## Provided data:

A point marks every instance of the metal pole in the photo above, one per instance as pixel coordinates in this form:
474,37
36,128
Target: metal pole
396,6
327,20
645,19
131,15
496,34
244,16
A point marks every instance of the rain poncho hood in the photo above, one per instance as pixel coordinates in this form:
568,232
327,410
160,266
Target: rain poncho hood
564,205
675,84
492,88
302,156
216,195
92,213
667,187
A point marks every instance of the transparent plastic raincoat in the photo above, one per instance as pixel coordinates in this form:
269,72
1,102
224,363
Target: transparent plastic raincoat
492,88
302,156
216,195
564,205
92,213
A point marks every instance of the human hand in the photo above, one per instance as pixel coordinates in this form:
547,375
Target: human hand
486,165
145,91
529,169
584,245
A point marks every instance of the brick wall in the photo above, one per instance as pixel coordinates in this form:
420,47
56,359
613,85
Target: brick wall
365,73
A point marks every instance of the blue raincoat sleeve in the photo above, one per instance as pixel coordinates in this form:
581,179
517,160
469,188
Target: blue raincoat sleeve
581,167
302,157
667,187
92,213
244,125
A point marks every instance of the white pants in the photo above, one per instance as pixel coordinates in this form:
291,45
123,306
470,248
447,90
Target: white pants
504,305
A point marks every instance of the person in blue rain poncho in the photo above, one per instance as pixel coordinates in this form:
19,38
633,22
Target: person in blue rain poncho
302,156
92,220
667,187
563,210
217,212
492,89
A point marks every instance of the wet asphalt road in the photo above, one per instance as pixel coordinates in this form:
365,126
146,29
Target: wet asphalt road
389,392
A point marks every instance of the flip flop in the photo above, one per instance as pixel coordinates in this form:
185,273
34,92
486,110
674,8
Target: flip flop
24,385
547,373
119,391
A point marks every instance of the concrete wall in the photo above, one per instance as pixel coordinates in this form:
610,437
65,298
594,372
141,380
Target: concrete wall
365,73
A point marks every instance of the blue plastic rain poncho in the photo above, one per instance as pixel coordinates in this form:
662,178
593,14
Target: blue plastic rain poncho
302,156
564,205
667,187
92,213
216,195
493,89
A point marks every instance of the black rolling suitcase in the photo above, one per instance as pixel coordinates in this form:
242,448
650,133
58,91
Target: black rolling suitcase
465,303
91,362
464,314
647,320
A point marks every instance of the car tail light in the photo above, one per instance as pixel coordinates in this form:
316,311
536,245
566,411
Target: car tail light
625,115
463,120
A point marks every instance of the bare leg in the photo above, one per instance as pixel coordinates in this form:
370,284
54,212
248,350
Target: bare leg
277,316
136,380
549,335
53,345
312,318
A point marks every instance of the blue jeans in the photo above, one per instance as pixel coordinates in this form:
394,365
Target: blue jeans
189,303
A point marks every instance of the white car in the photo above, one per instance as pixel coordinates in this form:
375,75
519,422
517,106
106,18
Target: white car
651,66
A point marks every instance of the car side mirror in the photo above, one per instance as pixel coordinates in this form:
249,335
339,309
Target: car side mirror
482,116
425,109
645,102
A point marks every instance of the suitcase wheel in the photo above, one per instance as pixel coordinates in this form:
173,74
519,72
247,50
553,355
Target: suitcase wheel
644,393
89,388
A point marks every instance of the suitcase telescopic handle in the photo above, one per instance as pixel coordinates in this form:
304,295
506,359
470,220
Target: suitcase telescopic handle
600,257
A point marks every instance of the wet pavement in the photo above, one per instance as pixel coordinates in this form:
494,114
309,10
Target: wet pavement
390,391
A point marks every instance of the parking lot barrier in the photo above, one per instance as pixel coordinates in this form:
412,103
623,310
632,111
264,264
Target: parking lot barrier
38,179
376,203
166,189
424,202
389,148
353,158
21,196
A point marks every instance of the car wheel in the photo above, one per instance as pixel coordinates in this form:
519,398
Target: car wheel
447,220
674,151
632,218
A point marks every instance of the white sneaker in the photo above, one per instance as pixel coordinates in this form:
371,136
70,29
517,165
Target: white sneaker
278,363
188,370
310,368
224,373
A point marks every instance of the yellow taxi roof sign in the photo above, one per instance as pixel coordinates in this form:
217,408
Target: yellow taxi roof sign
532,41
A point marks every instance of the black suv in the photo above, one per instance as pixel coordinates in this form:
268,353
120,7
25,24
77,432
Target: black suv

## Required action:
Repeat the records above exactly, leaving none out.

## Output of the exercise:
A point marks every instance of the metal pole in the photo above, one per instance as pixel coordinates in this form:
474,37
36,128
Target: metal pole
396,6
327,20
645,19
131,15
496,34
244,16
A point marks every instance of the rain poncho hood in the photo above, one per instance as pixel coordinates in this form:
568,232
327,410
160,266
Target: rain poncho hood
564,205
675,84
492,88
302,156
216,195
92,213
667,187
A point marks every instance of the transparent plastic raincoat in the photo above, one per instance as pixel coordinates in this form:
269,72
1,102
224,363
Target: transparent plastic raincoat
492,88
302,156
216,195
564,205
92,213
A point marks every instance of the human hand in the photo above, one per instance as pixel coordinates in this form:
547,375
Target: human hand
486,165
145,91
529,169
584,245
A point marks every instance of the brick wall in the photo above, one per instance as pixel coordinates in this form:
420,47
56,359
613,85
Target: brick wall
365,73
A point marks every instance of the blue raincoat sleeve in the photo above, one per instance as pixel coordinates in this form:
581,179
517,160
469,188
Target: blue raincoat sleeve
581,167
302,157
667,187
92,213
244,125
A point marks every instance of the white pants in the photo above, one per instance as pixel coordinates in this form:
291,45
123,306
470,248
447,90
Target: white pants
504,305
A point marks every instance of the person in blue rain poncho in the photo above, one per instance as pixel coordinates in this form:
19,38
633,22
Target: person in blue rain poncho
302,156
92,220
667,187
563,210
217,212
492,89
A point marks every instance of the wet asphalt road in the photo above, one per instance as pixel coordinates in this form:
365,126
146,29
Target: wet asphalt road
389,392
A point marks every instance of the flip flop in the photo above, one per instance as pixel coordinates in this form:
185,273
34,92
486,110
674,8
Target: flip flop
24,385
547,373
119,391
A point marks every instance of the concrete wall in the photo above, one per instance as pixel coordinates in this form:
610,437
65,298
594,372
141,380
Target: concrete wall
365,73
A point marks every instance of the blue plastic rain poncho in the photo above, one per instance as pixel coordinates in this form:
662,178
593,14
Target: blue plastic rain poncho
302,156
564,205
667,187
92,213
216,195
493,89
A point marks every instance of the black rolling suitcase in the photo above, one per instance as pixel coordinates in this form:
242,448
650,133
58,91
Target: black rolling suitcase
465,303
91,362
464,314
647,320
A point marks every instance of the car tail light in the photo above, one per instance as pixel coordinates in this form:
316,311
536,245
566,411
Target: car tail light
625,115
463,120
A point marks every instance of the bare leg in the photo above, one per instance as pixel coordinates in this form:
370,284
54,212
248,350
Target: bare leg
277,316
136,380
549,335
53,345
312,318
A point marks every instance of the blue jeans in the photo above, one per instance as pixel coordinates in this form:
394,365
Target: blue jeans
189,303
A point marks every instance of the white car in the photo above, one per instance as pixel coordinates in this form:
375,75
519,422
517,106
106,18
Target: white car
651,66
A point marks every instance of the car side mirror in the photo above, one per instance as pixel coordinates in this form:
249,335
339,309
Target: car side mirror
482,116
425,109
645,102
A point marks every instance of the suitcase wheel in the photo above, one per instance as pixel coordinates in this form:
173,74
519,72
247,50
553,355
Target: suitcase wheel
644,393
89,388
A point marks every instance of the suitcase telescopic handle in the photo above, one per instance as pixel coordinates in this form:
304,295
506,359
470,220
Target: suitcase telescopic handle
600,257
A point marks every instance of the wet pavement in the photo above, one per instance as pixel coordinates in this form:
494,114
309,10
Target: wet pavement
390,391
A point marks every instance of the parking lot barrier in the photo above, one per instance as pixel coordinates in this form:
412,103
623,310
632,111
264,264
Target: parking lot barrier
38,179
376,203
166,189
424,202
389,148
353,158
21,196
A point marks every instance of the car wheel in the photo above, one per instance as pixel coordinates in this form:
519,398
Target: car wheel
447,220
674,151
632,218
A point marks every instance of the white sneaker in the photo above, one per instance as pixel coordinates in this form:
371,136
70,29
517,165
Target: white sneaker
278,363
188,370
310,368
224,373
A point marks every instance of the yellow taxi roof sign in the photo above, one per instance as pixel coordinates in this form:
217,408
Target: yellow taxi roof sign
532,41
A point marks every instance of the black suv in the photo above, one per instance as pixel coordinates in this form:
268,353
120,7
25,24
77,432
Target: black suv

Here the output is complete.